Extracted data:
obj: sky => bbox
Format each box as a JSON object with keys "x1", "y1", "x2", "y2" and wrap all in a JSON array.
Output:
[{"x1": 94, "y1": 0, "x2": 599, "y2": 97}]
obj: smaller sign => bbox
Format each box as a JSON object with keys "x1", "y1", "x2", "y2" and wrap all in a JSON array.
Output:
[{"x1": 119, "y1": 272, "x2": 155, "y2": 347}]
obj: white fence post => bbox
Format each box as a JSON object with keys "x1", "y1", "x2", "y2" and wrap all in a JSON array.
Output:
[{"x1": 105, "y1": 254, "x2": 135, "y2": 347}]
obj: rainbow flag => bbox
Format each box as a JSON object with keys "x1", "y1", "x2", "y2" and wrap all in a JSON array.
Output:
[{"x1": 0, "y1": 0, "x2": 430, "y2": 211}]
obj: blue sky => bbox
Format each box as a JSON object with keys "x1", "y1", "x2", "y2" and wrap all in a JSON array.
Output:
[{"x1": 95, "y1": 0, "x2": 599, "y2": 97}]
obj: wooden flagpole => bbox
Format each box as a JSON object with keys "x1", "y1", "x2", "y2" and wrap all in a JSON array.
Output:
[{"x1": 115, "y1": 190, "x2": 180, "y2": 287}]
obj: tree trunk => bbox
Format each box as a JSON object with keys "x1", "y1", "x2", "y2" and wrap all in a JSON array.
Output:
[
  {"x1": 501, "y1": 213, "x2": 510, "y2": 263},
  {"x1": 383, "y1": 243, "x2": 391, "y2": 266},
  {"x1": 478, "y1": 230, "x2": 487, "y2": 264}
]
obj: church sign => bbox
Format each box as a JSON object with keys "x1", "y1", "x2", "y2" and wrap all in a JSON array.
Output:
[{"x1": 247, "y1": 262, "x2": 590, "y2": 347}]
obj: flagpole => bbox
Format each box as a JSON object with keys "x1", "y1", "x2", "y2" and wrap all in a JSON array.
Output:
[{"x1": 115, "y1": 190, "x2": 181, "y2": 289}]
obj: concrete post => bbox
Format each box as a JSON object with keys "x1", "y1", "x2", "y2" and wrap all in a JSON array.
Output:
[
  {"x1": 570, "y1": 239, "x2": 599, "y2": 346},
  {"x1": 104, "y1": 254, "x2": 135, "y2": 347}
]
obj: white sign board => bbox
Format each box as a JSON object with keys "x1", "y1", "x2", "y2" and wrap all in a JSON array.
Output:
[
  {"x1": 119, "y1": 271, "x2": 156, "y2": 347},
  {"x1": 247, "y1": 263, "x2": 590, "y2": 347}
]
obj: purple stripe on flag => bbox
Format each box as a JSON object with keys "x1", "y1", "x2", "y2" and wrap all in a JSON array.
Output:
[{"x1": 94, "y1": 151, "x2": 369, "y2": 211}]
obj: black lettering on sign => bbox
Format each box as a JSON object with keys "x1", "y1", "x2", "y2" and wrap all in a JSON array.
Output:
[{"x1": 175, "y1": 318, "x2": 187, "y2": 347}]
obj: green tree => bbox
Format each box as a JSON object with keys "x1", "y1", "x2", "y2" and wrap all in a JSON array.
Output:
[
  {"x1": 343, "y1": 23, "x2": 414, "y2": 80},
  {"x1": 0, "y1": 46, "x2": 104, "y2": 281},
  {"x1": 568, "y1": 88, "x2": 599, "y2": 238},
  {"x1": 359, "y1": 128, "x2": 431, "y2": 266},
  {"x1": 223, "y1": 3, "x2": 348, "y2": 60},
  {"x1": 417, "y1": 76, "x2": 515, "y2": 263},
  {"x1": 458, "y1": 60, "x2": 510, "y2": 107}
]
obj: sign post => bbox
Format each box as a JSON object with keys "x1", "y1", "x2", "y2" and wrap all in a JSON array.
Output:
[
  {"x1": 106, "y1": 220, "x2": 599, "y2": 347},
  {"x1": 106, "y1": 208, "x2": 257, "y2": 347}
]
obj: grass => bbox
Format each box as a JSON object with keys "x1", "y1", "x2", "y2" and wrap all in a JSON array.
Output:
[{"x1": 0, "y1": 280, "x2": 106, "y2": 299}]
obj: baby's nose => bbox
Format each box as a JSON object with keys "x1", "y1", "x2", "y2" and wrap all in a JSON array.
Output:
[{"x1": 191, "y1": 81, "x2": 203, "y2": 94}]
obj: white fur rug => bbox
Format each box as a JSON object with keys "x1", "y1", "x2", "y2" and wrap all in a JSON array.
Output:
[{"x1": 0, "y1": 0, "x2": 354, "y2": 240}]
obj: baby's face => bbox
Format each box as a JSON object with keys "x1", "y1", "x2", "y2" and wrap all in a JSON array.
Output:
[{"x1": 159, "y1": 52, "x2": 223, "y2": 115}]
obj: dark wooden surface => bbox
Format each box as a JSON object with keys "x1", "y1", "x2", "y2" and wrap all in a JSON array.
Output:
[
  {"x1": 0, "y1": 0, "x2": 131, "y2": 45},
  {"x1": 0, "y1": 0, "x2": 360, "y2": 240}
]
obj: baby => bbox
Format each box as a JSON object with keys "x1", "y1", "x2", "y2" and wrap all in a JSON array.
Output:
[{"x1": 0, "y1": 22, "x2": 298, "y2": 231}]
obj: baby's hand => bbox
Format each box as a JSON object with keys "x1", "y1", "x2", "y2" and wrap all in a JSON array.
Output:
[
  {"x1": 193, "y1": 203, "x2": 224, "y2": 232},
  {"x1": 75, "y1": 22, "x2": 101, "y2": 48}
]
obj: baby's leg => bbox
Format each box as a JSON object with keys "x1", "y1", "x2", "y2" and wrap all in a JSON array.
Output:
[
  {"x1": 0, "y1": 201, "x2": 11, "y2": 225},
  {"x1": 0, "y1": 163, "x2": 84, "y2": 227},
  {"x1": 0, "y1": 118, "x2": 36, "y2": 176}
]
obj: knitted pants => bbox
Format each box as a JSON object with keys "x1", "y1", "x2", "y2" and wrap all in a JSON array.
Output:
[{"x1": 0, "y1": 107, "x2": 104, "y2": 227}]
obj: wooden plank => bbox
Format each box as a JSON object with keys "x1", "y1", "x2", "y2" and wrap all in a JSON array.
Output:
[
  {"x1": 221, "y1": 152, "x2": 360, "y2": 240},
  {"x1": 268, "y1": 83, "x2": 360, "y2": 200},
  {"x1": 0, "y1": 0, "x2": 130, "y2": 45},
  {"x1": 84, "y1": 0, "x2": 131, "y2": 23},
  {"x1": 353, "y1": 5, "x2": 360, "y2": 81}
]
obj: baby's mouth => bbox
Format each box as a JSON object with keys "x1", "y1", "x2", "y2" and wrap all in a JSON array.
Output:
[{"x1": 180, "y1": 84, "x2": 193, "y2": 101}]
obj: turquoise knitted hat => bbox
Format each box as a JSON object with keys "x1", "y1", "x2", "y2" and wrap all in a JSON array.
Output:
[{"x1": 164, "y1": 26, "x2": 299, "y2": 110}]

Work instructions:
Please copy out every one of the records above, word for word and with nothing changed.

Solution for this exercise:
obj: sky => bbox
Format each box as a JSON object with keys "x1", "y1", "x2", "y2" and wrap all in a JSON array.
Output:
[{"x1": 94, "y1": 0, "x2": 599, "y2": 97}]
obj: smaller sign => bbox
Format each box as a JSON object with keys "x1", "y1", "x2", "y2" and wrap all in a JSON array.
Output:
[{"x1": 119, "y1": 272, "x2": 155, "y2": 347}]
obj: white fence post => bbox
Format each box as a JSON object with keys "x1", "y1", "x2", "y2" and wrap all in a JSON array.
Output:
[{"x1": 105, "y1": 254, "x2": 135, "y2": 347}]
obj: rainbow flag => bbox
Format each box as a JSON object with keys "x1", "y1", "x2", "y2" and wrap all in a JSON array.
Output:
[{"x1": 0, "y1": 0, "x2": 430, "y2": 211}]
obj: blue sky => bbox
Format each box as a JSON object with keys "x1", "y1", "x2", "y2" and wrap all in a JSON array.
Output:
[{"x1": 95, "y1": 0, "x2": 599, "y2": 97}]
obj: wooden flagpole => bbox
Format each box as a JSON object with keys "x1", "y1", "x2", "y2" and wrap all in a JSON array.
Output:
[{"x1": 115, "y1": 190, "x2": 180, "y2": 287}]
obj: tree trunk => bbox
Format each box as a JSON object with keys "x1", "y1", "x2", "y2" and wrap all in a JSON array.
Output:
[
  {"x1": 501, "y1": 213, "x2": 510, "y2": 263},
  {"x1": 383, "y1": 243, "x2": 391, "y2": 266},
  {"x1": 478, "y1": 230, "x2": 487, "y2": 264}
]
obj: church sign => bbox
Format each box as a JSON object with keys "x1", "y1", "x2", "y2" and wrap all in a JSON array.
Output:
[{"x1": 247, "y1": 262, "x2": 590, "y2": 347}]
obj: flagpole => bbox
Format each box as a JSON object with keys "x1", "y1", "x2", "y2" and wrap all in a JSON array.
Output:
[{"x1": 115, "y1": 190, "x2": 181, "y2": 289}]
obj: concrete post => bbox
Format each box as a JSON object with keys "x1", "y1", "x2", "y2" and wrap all in a JSON array.
Output:
[
  {"x1": 570, "y1": 239, "x2": 599, "y2": 346},
  {"x1": 104, "y1": 254, "x2": 135, "y2": 347}
]
obj: white sign board => bbox
Format each box as a JSON object with keys "x1", "y1", "x2", "y2" and wrap all in a JSON array.
Output:
[
  {"x1": 119, "y1": 271, "x2": 156, "y2": 347},
  {"x1": 247, "y1": 263, "x2": 590, "y2": 347}
]
obj: purple stripe on flag => bbox
Format each box as a JSON object with keys "x1", "y1", "x2", "y2" and wrap all in a JSON array.
Output:
[{"x1": 94, "y1": 151, "x2": 369, "y2": 211}]
obj: black lettering on sign => bbox
Format each box as a JSON object with keys "x1", "y1", "x2", "y2" and wrap all in a JSON array.
Output:
[{"x1": 175, "y1": 318, "x2": 187, "y2": 347}]
obj: green tree => bbox
Format each box as a JSON object with keys "x1", "y1", "x2", "y2" and wrap all in a JSON array.
Output:
[
  {"x1": 343, "y1": 23, "x2": 414, "y2": 80},
  {"x1": 0, "y1": 46, "x2": 104, "y2": 281},
  {"x1": 568, "y1": 88, "x2": 599, "y2": 238},
  {"x1": 359, "y1": 128, "x2": 431, "y2": 266},
  {"x1": 223, "y1": 3, "x2": 348, "y2": 60},
  {"x1": 417, "y1": 76, "x2": 515, "y2": 263},
  {"x1": 458, "y1": 60, "x2": 510, "y2": 107}
]
obj: sign post => bbox
Format each box as a JSON object with keys "x1", "y1", "x2", "y2" and wrap all in a JSON array.
Output:
[
  {"x1": 106, "y1": 220, "x2": 599, "y2": 347},
  {"x1": 106, "y1": 208, "x2": 257, "y2": 347}
]
obj: grass => bbox
Format each box as a JSON object with keys "x1", "y1", "x2", "y2" and wrap all in a JSON array.
Output:
[{"x1": 0, "y1": 280, "x2": 106, "y2": 299}]
obj: baby's nose => bbox
Format each box as a JSON object with keys "x1", "y1", "x2", "y2" and wrap all in a JSON array.
Output:
[{"x1": 191, "y1": 81, "x2": 203, "y2": 94}]
obj: white fur rug => bbox
Format each box as a JSON object with keys "x1", "y1", "x2", "y2" and wrap all in a JSON array.
Output:
[{"x1": 0, "y1": 0, "x2": 354, "y2": 240}]
obj: baby's face => bbox
Format each box as a JSON object with keys "x1", "y1", "x2", "y2" and wrap all in a JSON array.
Output:
[{"x1": 159, "y1": 52, "x2": 223, "y2": 115}]
obj: dark wooden surface => bbox
Format each box as a JSON object with keys "x1", "y1", "x2", "y2" and wrap all in a JSON array.
Output:
[
  {"x1": 0, "y1": 0, "x2": 131, "y2": 45},
  {"x1": 0, "y1": 0, "x2": 360, "y2": 240}
]
obj: baby => bbox
Format each box as a JSON object with keys "x1", "y1", "x2", "y2" and wrap all in a JSON array.
Output:
[{"x1": 0, "y1": 22, "x2": 298, "y2": 231}]
obj: baby's hand => bbox
Format each box as a JSON object with keys "x1", "y1", "x2", "y2" and wrap all in a JSON array.
Output:
[
  {"x1": 193, "y1": 203, "x2": 224, "y2": 232},
  {"x1": 75, "y1": 22, "x2": 101, "y2": 48}
]
obj: baby's leg => bbox
Format each box as a JSON object with keys "x1", "y1", "x2", "y2" and wrap all in a JSON array.
Output:
[
  {"x1": 0, "y1": 201, "x2": 11, "y2": 225},
  {"x1": 0, "y1": 163, "x2": 84, "y2": 227},
  {"x1": 0, "y1": 118, "x2": 36, "y2": 176}
]
obj: knitted pants => bbox
Format each box as a JSON object with keys "x1", "y1", "x2", "y2" and wrap all in a JSON array.
Output:
[{"x1": 0, "y1": 107, "x2": 104, "y2": 227}]
obj: wooden plank => bbox
Format each box as a JSON object with keys "x1", "y1", "x2", "y2" and wrap all in a JSON array.
Output:
[
  {"x1": 221, "y1": 152, "x2": 360, "y2": 240},
  {"x1": 268, "y1": 83, "x2": 360, "y2": 200},
  {"x1": 0, "y1": 0, "x2": 130, "y2": 45},
  {"x1": 84, "y1": 0, "x2": 131, "y2": 23},
  {"x1": 353, "y1": 5, "x2": 360, "y2": 81}
]
obj: baby's mouth => bbox
Format each box as a JSON object with keys "x1", "y1", "x2", "y2" and wrap all in a JSON array.
Output:
[{"x1": 180, "y1": 84, "x2": 193, "y2": 101}]
obj: turquoise knitted hat => bbox
Format each box as a JSON object with keys "x1", "y1", "x2", "y2" and wrap all in a JSON array.
Output:
[{"x1": 164, "y1": 26, "x2": 299, "y2": 110}]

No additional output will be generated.